- REQUIREMENTS:
Filter the listing below and copy every line that contains the string "sleeve".

- DATASET ENTRIES:
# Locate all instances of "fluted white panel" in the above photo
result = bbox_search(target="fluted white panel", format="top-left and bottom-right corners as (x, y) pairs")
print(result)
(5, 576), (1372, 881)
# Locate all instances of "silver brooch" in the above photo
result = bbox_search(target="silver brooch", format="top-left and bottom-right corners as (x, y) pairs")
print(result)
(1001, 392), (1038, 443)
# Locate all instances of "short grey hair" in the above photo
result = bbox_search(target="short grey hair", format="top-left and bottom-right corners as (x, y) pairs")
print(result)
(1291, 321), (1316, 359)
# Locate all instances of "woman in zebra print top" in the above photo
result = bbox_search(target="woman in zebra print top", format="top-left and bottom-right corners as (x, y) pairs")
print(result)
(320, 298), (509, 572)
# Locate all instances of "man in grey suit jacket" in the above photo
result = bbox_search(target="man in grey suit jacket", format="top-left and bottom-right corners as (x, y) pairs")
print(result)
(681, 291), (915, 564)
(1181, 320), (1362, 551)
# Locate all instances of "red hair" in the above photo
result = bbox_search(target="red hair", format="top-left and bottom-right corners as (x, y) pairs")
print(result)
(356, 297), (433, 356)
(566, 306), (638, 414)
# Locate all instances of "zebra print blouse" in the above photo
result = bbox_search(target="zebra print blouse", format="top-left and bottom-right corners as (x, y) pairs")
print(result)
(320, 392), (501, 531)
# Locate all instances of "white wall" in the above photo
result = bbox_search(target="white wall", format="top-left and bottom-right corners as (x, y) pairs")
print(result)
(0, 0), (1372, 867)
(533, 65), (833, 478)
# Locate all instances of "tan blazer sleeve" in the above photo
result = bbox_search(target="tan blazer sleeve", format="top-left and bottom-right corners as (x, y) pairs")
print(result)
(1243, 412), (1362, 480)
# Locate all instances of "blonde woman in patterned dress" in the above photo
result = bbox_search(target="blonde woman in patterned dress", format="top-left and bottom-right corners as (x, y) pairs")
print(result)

- ANSWER TO THIS PROBLEM:
# Locate all instances of "tan blazer sleeve" in the above photo
result = bbox_search(target="tan blazer sleeve", format="top-left and bottom-right corners as (x, y) pairs")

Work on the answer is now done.